▶ _WORK TO DO_:
Edit the material below so that every "put a marker on" becomes "place a dot on", keeping everything else the same. Leave out the pictures when you write it back.

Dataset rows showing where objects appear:
▬▬▬▬▬▬
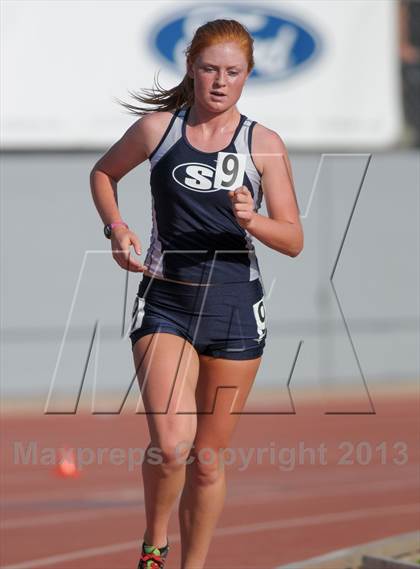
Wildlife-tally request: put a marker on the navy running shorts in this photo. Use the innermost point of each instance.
(226, 320)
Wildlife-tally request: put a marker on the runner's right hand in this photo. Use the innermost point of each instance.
(121, 240)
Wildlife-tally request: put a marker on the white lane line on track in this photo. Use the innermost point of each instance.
(222, 532)
(270, 497)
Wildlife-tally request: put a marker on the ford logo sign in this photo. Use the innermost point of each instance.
(283, 45)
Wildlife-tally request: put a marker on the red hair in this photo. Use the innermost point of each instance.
(210, 33)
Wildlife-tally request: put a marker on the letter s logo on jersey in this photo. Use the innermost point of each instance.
(195, 176)
(228, 174)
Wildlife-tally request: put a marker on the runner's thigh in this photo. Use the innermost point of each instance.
(222, 391)
(167, 371)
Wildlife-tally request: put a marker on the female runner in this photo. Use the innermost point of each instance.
(199, 318)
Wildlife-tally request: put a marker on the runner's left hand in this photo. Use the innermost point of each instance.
(243, 206)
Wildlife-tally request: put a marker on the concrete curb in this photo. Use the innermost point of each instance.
(353, 557)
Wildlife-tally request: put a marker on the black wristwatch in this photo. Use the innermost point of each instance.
(110, 226)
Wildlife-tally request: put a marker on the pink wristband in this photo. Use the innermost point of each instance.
(116, 223)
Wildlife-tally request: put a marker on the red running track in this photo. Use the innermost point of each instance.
(323, 482)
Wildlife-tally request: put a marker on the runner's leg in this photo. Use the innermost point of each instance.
(204, 492)
(167, 369)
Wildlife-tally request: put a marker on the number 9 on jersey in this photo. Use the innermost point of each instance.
(230, 170)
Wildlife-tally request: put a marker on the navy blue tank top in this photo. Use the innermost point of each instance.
(195, 236)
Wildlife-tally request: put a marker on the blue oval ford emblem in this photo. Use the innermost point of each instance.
(283, 45)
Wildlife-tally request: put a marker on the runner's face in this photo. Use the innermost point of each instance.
(220, 68)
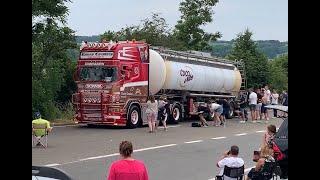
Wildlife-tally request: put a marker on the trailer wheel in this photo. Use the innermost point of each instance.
(176, 114)
(229, 115)
(133, 117)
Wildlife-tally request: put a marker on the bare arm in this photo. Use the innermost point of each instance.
(259, 164)
(220, 162)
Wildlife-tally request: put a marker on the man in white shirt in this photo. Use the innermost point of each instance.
(253, 103)
(267, 94)
(274, 101)
(230, 159)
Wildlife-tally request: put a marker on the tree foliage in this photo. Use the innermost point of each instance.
(52, 80)
(278, 76)
(245, 49)
(270, 48)
(195, 13)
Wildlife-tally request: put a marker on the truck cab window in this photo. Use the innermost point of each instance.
(96, 73)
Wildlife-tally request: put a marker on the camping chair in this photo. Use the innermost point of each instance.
(269, 171)
(232, 172)
(40, 134)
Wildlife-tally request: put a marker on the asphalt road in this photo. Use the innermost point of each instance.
(181, 153)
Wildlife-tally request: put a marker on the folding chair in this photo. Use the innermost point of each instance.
(40, 134)
(232, 172)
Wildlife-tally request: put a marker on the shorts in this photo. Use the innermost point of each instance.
(263, 109)
(161, 115)
(258, 106)
(151, 114)
(205, 115)
(225, 111)
(253, 107)
(219, 110)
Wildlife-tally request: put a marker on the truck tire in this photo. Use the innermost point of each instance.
(176, 114)
(133, 117)
(230, 114)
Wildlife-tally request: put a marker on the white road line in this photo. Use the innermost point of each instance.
(99, 157)
(189, 142)
(241, 134)
(114, 154)
(219, 137)
(169, 126)
(50, 165)
(155, 147)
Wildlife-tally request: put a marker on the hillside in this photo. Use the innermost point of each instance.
(271, 48)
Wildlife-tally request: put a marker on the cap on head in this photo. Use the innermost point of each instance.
(37, 115)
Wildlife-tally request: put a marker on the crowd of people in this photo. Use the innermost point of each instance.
(129, 168)
(259, 99)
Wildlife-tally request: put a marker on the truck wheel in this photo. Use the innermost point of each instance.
(133, 117)
(229, 115)
(176, 114)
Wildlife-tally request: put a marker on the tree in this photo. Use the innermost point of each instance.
(278, 76)
(195, 13)
(154, 31)
(51, 65)
(256, 63)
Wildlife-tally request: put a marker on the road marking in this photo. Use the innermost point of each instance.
(241, 134)
(248, 169)
(169, 126)
(155, 147)
(219, 137)
(99, 157)
(111, 155)
(190, 142)
(50, 165)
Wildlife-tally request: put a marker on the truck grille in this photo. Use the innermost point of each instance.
(91, 109)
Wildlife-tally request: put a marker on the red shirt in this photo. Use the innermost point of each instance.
(128, 170)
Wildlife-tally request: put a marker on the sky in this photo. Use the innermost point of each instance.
(267, 19)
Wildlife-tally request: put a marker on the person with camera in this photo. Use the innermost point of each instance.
(265, 155)
(205, 113)
(230, 159)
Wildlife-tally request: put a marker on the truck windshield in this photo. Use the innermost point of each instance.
(98, 73)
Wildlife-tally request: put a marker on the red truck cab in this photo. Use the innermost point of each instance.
(112, 79)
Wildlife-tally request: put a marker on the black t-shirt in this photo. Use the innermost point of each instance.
(205, 109)
(285, 103)
(242, 102)
(224, 103)
(259, 96)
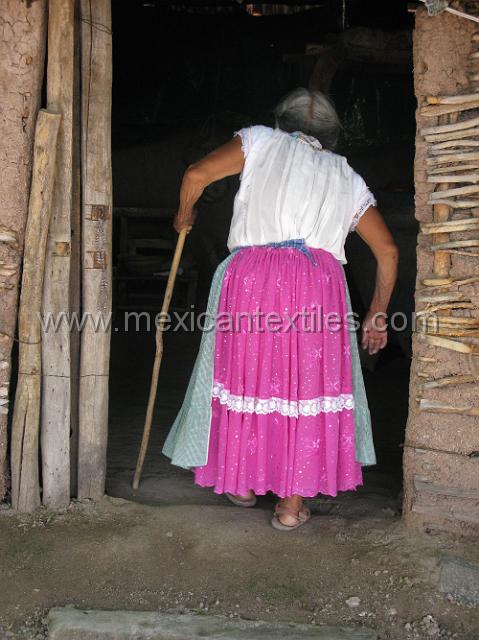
▬▬▬▬▬▬
▶ _PROBLEM SOLUTION_:
Wildlife-tally request: place a dot on the navy running shorts in this photo. Use the innermost point of each instance.
(226, 320)
Wildlife-tally request: place a dot on the runner's right hand in this photo. Use the innermost point of each instance.
(121, 240)
Wildlife-tally request: place a dot on the white lane line on track in this photo. Use the innermost point of each instance.
(222, 532)
(270, 497)
Wildlife-tally request: place a dot on the ford logo sign in this photo. Use the innermost point of each instance.
(283, 45)
Wildlife-tally request: place a dot on the red hair in this photo. Use the innermost point of each instance.
(210, 33)
Wildlife-tally request: place a dot on the letter s logo on jersey in this photo. Use the innermost point of each instance.
(195, 176)
(228, 174)
Wildlife-tally request: place a dot on the runner's thigh in this photo. Use the innermost point of each instance.
(222, 391)
(167, 371)
Wildlife-tally request: place a dot on the female runner in this photo. Use the innermost point of each instance.
(199, 318)
Wildlife-tally request: place a dot on the runner's left hand in this photo. Use the innermost point of each instance.
(243, 206)
Wildlife-tally request: place a dot on the concrete curb in this photo. Use the innermost point of each instance.
(353, 557)
Wildlife-tally request: place a dot on the black wristwatch in this photo. Use the innermost point of each instance.
(110, 226)
Wildlife-tally request: place a dot on the pink wristband in this photo. Use the innermost point of each instance.
(116, 223)
Wildlife-tally request: place a dot on the red running track in this photo. Use the innermost point of each instance.
(323, 482)
Wildlife-tally request: place a dot on the runner's leg in this photo. Use the innermost point of each instance.
(204, 492)
(167, 369)
Wildlife-tally request: place a dot on the number 9 on jersey in this photo. Use the innermost point of each instance.
(230, 170)
Wildlife-tally request: place a dot on the navy blue tank top in this photo. Use the innermost point of each instance.
(195, 236)
Wildlife-tally request: place a dot on the blue oval ford emblem in this photo. Use the innermost point of each instance.
(283, 45)
Wildlife-tally request: place a dot on the runner's face in this photo. Use the innermost point of each instance.
(220, 68)
Wildlife-tally request: place a dot on the trailer wheel in this photo. Use the innermost point of each instance.
(176, 114)
(229, 115)
(133, 117)
Wildlife-tally request: place a dot on the bare arm in this photo. Use the innermost point of each instance.
(259, 164)
(220, 162)
Wildlife-tally request: place a dot on the man in white shirt in this photo. Use the innermost point of each instance.
(253, 103)
(267, 94)
(274, 101)
(230, 159)
Wildlife-tally request: place a dot on the tree foliage in this photo. Use the innermost point of each instance.
(52, 80)
(278, 76)
(245, 49)
(270, 48)
(195, 13)
Wildlife-tally request: place a dot on the truck cab window in this photo. Use the innermost point of each instance.
(96, 73)
Wildlife-tally request: place a dot on the camping chair in this photo. Use the innermost point of each instance.
(269, 171)
(232, 172)
(40, 134)
Wildlife-tally request: place a dot on the asphalt road in this photo. Use the innermost point of each instance.
(181, 153)
Wildlife-tally request: place a dot on the folding chair in this photo. Use the innermost point of each instance.
(40, 134)
(232, 172)
Wildlife-tally request: place a dot on the shorts in this photo. Use the innermost point of each instance.
(263, 109)
(161, 115)
(258, 106)
(151, 114)
(205, 115)
(225, 111)
(253, 107)
(219, 110)
Wildlife-tally request: place a dot on the truck tire in this photo. Use the innermost point of each instance.
(176, 114)
(133, 117)
(230, 114)
Wildlife-tally request: place a dot on the white road line in this photo. Use the innermost point of each instance.
(99, 157)
(189, 142)
(241, 134)
(114, 154)
(219, 137)
(169, 126)
(50, 165)
(155, 147)
Wildlife-tally request: place a dot on the hillside in this photo. Use the innermost point of each instance.
(271, 48)
Wildlife-tally request: place a dot on the cap on head in this photo. Use the innermost point of each instance.
(37, 115)
Wildlife-tally request: place a dot on the crowd of people in this photo. Use the innermost point of each instance.
(129, 168)
(259, 99)
Wildlife-tally request: place a dot on the truck wheel in this photo. Use the innermost point of each instance.
(133, 117)
(229, 115)
(176, 114)
Wildlife-tally request: place a dot on the tree in this photo. Use the innermost point of each instance.
(278, 76)
(195, 13)
(154, 31)
(51, 65)
(256, 63)
Wildlife-tally request: place a dot on the road marking in this photo. Use the innermost point of each instance.
(241, 134)
(248, 169)
(169, 126)
(155, 147)
(219, 137)
(99, 157)
(111, 155)
(190, 142)
(50, 165)
Wildlife-tally request: place a dot on the truck grille in this photo. Use the innermost point of each instance.
(91, 109)
Wildlife-tally request: place a dot on the red shirt in this photo. Use the innermost point of each instance.
(128, 170)
Wildlife-tally request: place a dot on the sky in this photo. Use the innermost point of each instance.
(267, 19)
Wildlife-tally request: place a dot on the person with camera in this photo. Use the innermost point of each instance.
(265, 155)
(205, 113)
(230, 159)
Wildlife-tally request: place a dot on the truck windshield in this photo. Use the innermost point of each instance.
(98, 73)
Wildlife-tally request: place a dot on the red truck cab in this photo. Use the innermost point of each instance.
(112, 79)
Wildlife-tally request: place a dot on the black t-shirt in this photo. Use the innermost point of each instance.
(205, 109)
(285, 103)
(242, 102)
(224, 103)
(259, 96)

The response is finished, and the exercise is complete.